> _WHAT TO PRODUCE_
Only one stretch of lines is wanted: the line with "det: red tie-down" through the final line of the material. Restate it word for word, minus pictures.

> _DATA_

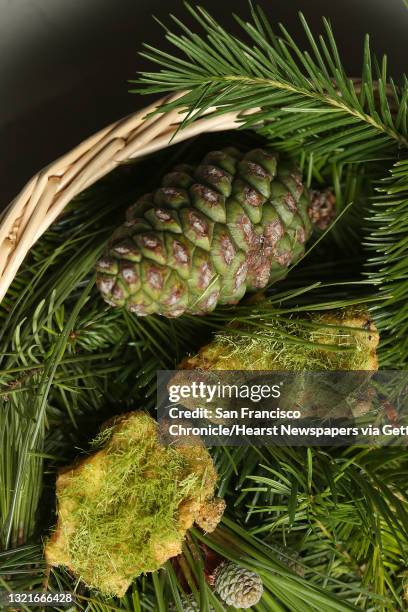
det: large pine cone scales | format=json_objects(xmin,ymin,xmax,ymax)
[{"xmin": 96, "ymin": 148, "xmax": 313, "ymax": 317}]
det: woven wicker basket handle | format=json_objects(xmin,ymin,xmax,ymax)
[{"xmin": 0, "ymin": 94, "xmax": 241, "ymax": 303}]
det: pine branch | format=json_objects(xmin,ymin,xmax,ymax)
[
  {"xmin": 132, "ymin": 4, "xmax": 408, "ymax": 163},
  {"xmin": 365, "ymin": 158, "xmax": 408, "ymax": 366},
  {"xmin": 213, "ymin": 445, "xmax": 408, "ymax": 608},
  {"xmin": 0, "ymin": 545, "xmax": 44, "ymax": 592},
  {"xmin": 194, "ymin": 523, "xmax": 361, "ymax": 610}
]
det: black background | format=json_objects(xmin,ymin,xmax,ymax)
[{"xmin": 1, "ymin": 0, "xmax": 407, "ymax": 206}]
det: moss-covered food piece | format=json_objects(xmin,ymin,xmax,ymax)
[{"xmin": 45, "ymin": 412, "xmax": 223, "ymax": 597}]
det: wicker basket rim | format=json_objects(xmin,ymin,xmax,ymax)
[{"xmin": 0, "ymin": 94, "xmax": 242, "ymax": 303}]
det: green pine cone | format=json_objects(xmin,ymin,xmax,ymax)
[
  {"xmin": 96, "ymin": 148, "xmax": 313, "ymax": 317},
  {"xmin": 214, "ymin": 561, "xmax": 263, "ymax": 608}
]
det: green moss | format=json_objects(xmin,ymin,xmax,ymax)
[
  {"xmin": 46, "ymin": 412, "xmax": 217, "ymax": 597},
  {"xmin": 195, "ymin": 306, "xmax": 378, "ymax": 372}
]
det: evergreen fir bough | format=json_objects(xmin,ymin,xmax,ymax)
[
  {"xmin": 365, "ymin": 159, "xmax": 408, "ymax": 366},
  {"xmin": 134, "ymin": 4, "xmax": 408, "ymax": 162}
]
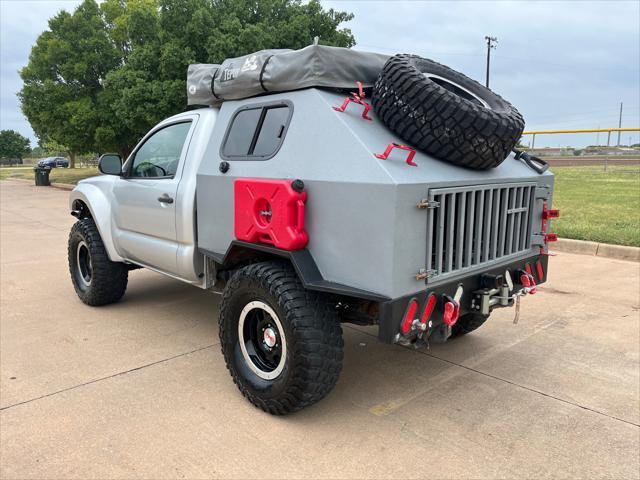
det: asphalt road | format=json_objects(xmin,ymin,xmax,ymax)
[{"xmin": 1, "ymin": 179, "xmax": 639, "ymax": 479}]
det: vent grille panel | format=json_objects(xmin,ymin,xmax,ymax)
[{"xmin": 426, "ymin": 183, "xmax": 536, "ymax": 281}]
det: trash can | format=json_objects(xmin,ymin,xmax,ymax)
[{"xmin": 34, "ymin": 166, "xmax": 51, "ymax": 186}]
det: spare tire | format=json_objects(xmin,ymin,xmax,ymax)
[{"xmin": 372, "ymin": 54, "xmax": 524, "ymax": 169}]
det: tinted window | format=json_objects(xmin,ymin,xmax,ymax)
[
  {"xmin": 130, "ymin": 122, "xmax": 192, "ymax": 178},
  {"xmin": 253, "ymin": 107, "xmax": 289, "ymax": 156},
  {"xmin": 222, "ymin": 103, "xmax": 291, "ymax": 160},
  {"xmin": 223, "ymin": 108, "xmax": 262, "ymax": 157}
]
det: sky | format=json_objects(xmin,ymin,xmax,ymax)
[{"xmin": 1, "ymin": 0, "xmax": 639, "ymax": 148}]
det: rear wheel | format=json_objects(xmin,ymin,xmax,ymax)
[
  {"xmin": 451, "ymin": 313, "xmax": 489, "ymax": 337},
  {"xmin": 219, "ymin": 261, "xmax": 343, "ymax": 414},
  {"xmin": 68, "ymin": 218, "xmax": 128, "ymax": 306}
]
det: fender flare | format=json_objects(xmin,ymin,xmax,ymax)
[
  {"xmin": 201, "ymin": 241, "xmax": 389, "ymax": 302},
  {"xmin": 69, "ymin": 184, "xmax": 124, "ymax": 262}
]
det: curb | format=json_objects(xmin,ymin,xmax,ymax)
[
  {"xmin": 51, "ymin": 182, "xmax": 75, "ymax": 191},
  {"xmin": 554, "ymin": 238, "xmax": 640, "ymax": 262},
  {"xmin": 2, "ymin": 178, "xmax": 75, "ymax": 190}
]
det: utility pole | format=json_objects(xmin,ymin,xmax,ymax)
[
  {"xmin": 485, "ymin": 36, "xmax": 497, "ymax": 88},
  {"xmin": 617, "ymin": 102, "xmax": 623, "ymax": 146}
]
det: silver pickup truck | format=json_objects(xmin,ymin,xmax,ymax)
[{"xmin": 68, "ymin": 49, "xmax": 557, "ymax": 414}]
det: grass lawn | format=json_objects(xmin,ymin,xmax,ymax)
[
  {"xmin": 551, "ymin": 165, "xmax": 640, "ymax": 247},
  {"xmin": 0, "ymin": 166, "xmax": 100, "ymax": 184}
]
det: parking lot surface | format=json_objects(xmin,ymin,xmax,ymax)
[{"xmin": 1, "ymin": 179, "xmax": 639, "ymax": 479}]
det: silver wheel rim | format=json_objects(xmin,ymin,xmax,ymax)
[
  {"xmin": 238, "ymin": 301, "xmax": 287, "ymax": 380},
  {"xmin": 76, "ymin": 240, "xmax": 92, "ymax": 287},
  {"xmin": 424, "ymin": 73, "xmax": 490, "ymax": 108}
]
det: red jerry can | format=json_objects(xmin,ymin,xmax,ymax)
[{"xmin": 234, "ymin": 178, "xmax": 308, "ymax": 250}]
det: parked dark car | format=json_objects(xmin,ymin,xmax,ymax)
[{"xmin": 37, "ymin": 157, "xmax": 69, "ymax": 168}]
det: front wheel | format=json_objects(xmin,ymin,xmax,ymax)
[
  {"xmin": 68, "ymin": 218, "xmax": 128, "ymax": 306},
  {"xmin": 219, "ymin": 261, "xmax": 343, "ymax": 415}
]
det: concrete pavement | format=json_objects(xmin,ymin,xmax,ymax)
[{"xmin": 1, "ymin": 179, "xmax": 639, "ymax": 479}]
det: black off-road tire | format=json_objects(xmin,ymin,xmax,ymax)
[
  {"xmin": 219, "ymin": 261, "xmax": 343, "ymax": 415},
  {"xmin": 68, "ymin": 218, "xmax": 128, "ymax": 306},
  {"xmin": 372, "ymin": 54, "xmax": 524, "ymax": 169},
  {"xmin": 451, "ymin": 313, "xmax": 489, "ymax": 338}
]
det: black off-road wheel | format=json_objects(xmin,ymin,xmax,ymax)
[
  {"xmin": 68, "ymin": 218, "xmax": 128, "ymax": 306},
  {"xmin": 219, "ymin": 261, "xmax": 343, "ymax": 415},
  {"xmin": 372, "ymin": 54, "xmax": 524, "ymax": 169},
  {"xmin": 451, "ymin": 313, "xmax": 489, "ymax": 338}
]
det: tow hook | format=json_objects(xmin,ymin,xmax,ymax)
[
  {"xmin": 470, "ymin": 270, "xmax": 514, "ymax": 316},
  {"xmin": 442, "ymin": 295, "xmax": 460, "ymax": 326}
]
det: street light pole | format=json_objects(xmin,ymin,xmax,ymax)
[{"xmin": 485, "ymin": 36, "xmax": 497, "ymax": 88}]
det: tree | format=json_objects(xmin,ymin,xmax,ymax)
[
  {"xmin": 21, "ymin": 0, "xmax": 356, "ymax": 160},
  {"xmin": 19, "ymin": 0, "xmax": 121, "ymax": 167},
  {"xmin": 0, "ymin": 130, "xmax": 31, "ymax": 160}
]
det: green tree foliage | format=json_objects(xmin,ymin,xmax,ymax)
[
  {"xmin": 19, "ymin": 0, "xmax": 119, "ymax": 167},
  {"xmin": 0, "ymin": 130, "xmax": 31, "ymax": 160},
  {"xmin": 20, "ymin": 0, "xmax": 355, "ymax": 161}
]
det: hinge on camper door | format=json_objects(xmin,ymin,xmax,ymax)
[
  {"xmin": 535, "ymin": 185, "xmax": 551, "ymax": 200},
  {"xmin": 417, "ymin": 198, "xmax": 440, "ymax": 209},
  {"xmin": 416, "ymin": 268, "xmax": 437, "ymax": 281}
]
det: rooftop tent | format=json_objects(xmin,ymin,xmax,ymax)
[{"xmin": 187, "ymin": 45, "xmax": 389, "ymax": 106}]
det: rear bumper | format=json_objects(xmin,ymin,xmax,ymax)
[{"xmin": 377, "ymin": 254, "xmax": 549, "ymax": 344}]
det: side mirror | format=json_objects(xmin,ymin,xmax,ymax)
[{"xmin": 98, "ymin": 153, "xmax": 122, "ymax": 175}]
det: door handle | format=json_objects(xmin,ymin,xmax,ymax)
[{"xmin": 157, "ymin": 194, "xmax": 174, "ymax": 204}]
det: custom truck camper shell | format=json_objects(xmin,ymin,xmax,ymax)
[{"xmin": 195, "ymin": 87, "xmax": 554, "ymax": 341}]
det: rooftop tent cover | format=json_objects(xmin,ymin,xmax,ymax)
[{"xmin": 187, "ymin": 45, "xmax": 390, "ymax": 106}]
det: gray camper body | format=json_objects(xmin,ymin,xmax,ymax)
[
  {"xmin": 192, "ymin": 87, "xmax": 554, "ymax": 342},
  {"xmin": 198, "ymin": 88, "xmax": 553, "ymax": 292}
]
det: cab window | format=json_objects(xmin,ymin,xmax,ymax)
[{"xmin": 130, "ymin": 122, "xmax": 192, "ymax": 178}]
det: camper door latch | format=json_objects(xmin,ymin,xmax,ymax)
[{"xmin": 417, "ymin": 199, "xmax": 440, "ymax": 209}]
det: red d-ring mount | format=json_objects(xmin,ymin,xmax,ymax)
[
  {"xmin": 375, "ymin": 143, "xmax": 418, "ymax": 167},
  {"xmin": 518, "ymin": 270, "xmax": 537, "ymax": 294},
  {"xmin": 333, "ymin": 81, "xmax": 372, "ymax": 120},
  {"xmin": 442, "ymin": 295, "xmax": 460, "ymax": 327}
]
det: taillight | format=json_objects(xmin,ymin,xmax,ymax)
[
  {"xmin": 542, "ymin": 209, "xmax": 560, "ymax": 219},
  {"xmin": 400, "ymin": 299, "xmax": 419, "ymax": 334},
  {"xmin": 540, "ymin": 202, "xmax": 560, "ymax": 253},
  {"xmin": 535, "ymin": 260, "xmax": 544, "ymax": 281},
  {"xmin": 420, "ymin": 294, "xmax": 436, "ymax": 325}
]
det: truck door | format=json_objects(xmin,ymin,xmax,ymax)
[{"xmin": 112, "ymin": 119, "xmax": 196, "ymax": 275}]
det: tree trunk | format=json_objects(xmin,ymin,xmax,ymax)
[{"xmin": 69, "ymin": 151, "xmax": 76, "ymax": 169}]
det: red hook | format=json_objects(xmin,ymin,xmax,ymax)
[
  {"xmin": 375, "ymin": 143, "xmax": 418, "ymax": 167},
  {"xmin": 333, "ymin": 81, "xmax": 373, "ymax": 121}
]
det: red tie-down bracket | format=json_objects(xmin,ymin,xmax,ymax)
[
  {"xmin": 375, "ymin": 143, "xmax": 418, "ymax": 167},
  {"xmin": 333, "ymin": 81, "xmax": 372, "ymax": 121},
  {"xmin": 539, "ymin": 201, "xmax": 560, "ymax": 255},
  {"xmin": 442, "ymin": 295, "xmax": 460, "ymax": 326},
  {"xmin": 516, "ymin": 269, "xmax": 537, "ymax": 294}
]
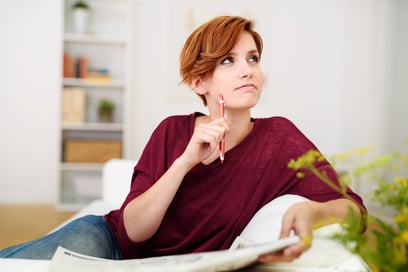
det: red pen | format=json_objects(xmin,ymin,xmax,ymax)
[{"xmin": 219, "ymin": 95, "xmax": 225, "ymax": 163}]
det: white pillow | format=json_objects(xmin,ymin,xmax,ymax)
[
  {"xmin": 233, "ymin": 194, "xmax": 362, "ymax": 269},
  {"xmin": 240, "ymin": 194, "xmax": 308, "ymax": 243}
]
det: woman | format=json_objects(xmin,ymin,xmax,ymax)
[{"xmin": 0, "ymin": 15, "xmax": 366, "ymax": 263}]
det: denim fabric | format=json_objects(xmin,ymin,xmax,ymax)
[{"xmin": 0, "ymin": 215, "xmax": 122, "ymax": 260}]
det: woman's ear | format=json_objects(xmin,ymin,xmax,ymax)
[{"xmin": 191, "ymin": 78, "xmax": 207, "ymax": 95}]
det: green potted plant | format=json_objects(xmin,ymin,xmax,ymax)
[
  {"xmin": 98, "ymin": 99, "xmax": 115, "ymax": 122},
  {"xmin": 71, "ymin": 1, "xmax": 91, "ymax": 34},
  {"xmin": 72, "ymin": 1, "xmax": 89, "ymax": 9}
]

> _COMPLETED TASK_
det: red tie-down bracket | format=json_objects(xmin,ymin,xmax,ymax)
[
  {"xmin": 375, "ymin": 143, "xmax": 418, "ymax": 167},
  {"xmin": 333, "ymin": 81, "xmax": 372, "ymax": 121},
  {"xmin": 539, "ymin": 201, "xmax": 560, "ymax": 255},
  {"xmin": 442, "ymin": 295, "xmax": 460, "ymax": 326},
  {"xmin": 516, "ymin": 269, "xmax": 537, "ymax": 294}
]
det: red pen | format=json_objects(xmin,ymin,xmax,ymax)
[{"xmin": 219, "ymin": 95, "xmax": 225, "ymax": 163}]
det: white pillow | format=json_objects(xmin,ymin,xmax,ymax)
[
  {"xmin": 233, "ymin": 194, "xmax": 362, "ymax": 269},
  {"xmin": 240, "ymin": 194, "xmax": 308, "ymax": 243}
]
det: woman | format=json_objects(xmin,ymin,xmax,ymax)
[{"xmin": 0, "ymin": 15, "xmax": 366, "ymax": 263}]
det: denim fabric | format=json_objects(xmin,ymin,xmax,ymax)
[{"xmin": 0, "ymin": 215, "xmax": 122, "ymax": 260}]
det: woman's ear | format=json_objects(xmin,ymin,xmax,ymax)
[{"xmin": 191, "ymin": 78, "xmax": 207, "ymax": 95}]
det: green potted plant | format=json_objects(xmin,ymin,xmax,ymax)
[
  {"xmin": 98, "ymin": 99, "xmax": 115, "ymax": 122},
  {"xmin": 71, "ymin": 1, "xmax": 91, "ymax": 34},
  {"xmin": 72, "ymin": 1, "xmax": 89, "ymax": 9}
]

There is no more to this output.